[Start of Attachment]
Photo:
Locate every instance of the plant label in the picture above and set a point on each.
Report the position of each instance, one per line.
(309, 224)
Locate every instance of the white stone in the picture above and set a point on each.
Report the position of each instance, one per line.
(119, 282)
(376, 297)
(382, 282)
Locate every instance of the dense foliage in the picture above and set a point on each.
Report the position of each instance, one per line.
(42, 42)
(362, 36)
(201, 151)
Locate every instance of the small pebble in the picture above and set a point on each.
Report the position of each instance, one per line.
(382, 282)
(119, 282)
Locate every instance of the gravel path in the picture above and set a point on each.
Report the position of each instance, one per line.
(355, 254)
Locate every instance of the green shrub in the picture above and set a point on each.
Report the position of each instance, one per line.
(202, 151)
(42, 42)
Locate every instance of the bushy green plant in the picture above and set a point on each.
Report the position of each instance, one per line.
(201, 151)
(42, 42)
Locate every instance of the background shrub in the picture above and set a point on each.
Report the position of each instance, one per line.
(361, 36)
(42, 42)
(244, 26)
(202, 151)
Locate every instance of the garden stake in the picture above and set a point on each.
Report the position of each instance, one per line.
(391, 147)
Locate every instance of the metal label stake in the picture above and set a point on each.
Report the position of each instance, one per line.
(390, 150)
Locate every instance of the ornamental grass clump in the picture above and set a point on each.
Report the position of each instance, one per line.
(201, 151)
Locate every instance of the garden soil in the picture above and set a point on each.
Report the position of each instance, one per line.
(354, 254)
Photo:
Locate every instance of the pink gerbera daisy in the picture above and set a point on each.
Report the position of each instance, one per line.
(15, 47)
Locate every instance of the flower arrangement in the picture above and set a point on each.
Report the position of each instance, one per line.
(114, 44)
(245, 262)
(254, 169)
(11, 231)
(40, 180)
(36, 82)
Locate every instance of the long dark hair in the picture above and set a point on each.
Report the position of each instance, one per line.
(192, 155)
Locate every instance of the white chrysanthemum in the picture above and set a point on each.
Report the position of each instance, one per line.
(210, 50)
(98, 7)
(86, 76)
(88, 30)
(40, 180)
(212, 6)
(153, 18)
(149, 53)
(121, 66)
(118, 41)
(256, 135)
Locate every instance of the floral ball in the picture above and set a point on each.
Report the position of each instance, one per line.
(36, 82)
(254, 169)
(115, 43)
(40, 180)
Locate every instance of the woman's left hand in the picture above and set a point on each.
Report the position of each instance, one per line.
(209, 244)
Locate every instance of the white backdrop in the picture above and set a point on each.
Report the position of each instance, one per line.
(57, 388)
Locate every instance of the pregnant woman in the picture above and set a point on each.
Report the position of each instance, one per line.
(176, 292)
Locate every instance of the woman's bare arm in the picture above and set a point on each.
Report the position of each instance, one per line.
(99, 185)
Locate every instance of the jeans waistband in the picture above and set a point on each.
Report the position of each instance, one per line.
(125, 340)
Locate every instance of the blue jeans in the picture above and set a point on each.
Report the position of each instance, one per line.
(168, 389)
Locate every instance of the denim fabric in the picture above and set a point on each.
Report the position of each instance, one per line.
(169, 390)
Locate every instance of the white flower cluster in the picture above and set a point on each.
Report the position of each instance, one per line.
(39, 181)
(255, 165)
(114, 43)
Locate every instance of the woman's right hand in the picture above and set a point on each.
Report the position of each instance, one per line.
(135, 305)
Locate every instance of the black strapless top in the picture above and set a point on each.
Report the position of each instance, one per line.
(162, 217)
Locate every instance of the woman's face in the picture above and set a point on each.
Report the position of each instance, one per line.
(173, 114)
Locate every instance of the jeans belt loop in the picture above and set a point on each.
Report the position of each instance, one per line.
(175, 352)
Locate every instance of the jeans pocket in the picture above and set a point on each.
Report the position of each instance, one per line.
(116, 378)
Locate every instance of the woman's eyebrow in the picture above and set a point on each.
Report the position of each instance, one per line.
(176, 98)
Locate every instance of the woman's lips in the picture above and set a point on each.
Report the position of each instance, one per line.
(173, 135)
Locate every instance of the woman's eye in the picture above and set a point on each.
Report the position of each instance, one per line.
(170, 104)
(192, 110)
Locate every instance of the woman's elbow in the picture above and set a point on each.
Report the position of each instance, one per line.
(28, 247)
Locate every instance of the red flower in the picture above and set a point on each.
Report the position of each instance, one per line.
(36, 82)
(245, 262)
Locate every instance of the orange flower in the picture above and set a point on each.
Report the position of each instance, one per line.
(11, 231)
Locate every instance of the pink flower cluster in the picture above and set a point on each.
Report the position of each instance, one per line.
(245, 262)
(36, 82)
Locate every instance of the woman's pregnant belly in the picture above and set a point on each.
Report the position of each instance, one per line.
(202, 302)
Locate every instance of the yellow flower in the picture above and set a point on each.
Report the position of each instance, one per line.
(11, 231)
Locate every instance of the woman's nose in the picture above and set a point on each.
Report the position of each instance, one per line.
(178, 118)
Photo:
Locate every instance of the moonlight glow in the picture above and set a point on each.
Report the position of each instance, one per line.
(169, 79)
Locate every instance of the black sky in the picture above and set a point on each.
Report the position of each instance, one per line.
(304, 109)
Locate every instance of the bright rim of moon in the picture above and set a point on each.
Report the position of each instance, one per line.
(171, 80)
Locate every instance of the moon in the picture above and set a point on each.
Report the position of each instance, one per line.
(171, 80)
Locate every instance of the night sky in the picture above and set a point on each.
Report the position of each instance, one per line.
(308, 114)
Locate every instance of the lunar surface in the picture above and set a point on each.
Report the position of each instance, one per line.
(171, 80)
[End of Attachment]
| Task objective |
Extract from the listing above the lines between the line containing "Locate every instance of the floral" and the line containing "Locate every instance of the jeans waistband", keeping both of those lines. Output nothing else.

| Solution to this task |
Locate every instance of the floral ball in the picture above and set a point on each.
Report the position of each instance, one per line.
(36, 82)
(254, 169)
(115, 43)
(40, 180)
Locate every instance of the woman's left hand in the picture above and set a point on each.
Report the position of each instance, one per line.
(209, 244)
Locate every instance of the white backdrop in the picture above and set a point on each.
Report the position of each instance, one per line.
(57, 388)
Locate every instance of the pregnant woman in the picture above and set a point on each.
Report the position of each instance, one per line.
(176, 292)
Locate every instance of the woman's bare arm in the picture above and set a point on each.
Report the position of each instance, one per line.
(99, 185)
Locate every instance of the jeans waistband in the picture above and set a point on each.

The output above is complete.